INPUT DATA: Begin

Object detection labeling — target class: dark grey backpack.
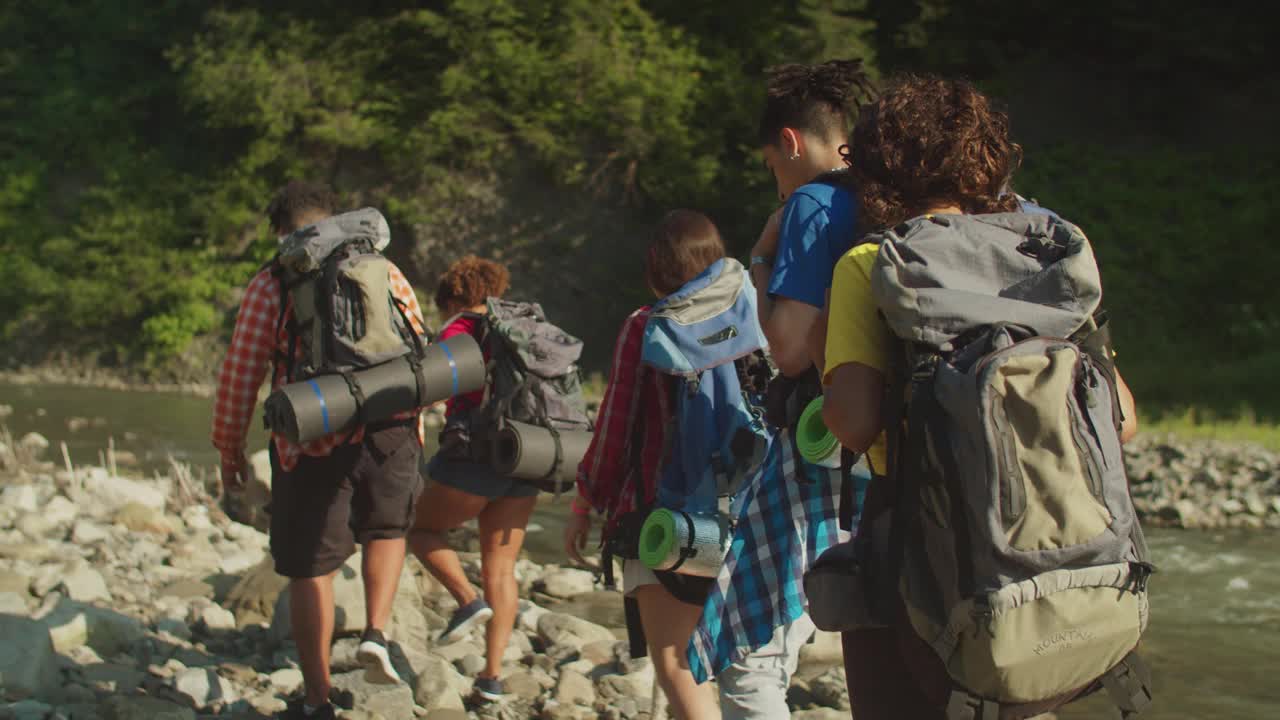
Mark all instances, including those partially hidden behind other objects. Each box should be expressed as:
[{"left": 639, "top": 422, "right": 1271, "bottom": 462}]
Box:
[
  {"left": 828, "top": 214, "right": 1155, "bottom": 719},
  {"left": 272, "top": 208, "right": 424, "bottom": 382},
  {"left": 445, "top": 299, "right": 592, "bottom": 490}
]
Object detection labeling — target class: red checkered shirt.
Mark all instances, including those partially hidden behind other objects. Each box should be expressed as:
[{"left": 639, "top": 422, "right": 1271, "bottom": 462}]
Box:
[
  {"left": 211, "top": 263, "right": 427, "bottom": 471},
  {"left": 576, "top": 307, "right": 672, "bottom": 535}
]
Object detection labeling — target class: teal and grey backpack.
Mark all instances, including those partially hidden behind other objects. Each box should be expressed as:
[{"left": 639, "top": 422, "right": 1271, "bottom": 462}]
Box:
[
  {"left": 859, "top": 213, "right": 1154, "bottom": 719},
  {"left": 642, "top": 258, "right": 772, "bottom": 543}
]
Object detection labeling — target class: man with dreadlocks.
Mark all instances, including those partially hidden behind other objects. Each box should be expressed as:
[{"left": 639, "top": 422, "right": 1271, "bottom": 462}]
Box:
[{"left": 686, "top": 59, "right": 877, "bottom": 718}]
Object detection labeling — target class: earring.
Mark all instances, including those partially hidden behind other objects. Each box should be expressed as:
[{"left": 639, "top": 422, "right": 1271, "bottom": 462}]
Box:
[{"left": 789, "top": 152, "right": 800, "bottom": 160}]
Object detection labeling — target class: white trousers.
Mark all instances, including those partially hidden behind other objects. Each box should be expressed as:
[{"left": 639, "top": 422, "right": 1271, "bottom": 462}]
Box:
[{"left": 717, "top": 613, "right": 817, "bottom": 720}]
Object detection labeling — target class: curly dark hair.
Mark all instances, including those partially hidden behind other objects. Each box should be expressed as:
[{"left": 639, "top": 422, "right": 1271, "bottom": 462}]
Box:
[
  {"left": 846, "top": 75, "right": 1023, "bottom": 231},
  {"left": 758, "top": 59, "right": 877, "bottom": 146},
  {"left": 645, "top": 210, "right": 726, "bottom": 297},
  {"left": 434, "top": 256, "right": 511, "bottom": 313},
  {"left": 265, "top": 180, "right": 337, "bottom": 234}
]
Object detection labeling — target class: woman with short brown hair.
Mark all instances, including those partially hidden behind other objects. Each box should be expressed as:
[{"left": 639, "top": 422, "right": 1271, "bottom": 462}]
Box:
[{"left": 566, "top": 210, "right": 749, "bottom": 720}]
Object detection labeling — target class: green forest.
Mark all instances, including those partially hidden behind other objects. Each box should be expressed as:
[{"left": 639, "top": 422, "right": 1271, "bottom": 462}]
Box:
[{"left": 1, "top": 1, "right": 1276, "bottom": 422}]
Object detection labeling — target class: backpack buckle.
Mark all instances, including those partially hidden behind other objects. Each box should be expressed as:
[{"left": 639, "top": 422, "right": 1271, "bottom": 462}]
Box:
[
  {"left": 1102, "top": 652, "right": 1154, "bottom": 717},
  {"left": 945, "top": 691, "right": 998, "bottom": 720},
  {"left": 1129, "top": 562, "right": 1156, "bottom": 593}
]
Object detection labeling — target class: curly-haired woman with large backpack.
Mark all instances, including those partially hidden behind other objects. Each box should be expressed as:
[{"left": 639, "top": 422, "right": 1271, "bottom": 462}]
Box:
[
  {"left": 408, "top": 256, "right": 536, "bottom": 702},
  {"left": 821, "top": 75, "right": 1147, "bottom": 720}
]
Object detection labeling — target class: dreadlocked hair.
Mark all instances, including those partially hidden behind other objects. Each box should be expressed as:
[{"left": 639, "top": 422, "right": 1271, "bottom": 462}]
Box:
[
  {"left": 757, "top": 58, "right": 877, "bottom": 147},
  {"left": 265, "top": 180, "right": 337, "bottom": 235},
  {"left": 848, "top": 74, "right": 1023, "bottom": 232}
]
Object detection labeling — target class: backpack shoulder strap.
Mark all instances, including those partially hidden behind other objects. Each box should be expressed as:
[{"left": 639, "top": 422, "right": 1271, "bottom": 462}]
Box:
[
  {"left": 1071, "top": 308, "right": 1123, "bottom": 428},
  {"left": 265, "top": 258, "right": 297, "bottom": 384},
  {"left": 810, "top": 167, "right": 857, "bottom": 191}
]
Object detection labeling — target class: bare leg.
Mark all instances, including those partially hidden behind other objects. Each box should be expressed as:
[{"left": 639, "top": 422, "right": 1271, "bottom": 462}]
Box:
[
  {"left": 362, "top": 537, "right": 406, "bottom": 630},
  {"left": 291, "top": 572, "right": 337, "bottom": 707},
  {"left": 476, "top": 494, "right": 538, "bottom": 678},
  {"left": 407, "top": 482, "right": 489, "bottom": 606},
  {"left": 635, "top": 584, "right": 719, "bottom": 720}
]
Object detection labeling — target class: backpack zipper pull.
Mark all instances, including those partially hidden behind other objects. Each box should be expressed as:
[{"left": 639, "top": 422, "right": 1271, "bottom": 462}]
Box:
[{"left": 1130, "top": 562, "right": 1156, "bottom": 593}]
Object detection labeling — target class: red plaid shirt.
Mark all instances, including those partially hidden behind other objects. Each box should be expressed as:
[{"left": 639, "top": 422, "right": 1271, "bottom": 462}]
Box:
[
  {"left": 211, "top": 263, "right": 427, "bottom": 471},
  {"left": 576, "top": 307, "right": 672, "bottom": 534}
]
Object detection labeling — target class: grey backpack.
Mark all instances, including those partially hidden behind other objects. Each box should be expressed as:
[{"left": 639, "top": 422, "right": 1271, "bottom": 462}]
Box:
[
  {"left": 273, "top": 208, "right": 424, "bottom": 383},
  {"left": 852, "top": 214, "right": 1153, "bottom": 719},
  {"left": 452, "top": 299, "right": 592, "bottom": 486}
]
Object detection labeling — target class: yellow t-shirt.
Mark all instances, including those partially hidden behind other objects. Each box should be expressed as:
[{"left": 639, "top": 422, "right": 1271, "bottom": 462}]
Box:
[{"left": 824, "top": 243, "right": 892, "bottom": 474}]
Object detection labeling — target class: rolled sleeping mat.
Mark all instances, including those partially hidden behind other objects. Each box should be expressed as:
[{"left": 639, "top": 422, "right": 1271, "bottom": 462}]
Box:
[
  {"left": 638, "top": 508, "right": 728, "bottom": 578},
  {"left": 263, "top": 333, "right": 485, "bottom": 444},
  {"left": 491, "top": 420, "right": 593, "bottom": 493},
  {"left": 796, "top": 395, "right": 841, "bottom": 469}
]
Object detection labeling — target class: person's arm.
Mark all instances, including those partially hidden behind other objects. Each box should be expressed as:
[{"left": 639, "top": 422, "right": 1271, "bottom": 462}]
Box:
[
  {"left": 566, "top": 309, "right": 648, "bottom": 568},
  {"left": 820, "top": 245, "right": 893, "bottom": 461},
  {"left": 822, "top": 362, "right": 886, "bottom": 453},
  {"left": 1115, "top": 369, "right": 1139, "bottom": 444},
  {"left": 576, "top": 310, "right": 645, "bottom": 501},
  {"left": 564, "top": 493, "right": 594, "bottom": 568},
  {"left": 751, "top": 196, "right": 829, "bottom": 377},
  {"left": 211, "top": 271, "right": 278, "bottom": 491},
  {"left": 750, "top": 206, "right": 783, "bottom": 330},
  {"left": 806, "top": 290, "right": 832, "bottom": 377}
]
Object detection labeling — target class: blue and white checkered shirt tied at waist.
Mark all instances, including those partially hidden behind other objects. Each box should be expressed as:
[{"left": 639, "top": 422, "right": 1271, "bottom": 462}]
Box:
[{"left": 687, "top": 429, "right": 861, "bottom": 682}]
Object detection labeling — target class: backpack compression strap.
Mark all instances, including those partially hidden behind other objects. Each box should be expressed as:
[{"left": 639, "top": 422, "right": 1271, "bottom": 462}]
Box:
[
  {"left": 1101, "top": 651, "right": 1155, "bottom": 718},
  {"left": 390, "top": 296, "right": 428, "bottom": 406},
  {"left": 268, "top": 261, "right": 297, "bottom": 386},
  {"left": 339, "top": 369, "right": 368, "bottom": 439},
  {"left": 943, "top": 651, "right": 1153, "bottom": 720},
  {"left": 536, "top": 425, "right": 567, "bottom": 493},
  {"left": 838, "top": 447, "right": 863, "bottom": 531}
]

INPUT DATA: End

ASSIGNMENT:
From the listing above, collect each line in which the string "strap" appears.

ANSWER TO THE EXERCISE:
Object detection labeling — target class: backpack shoulder strap.
Object detection labeling — target class: backpack compression strap.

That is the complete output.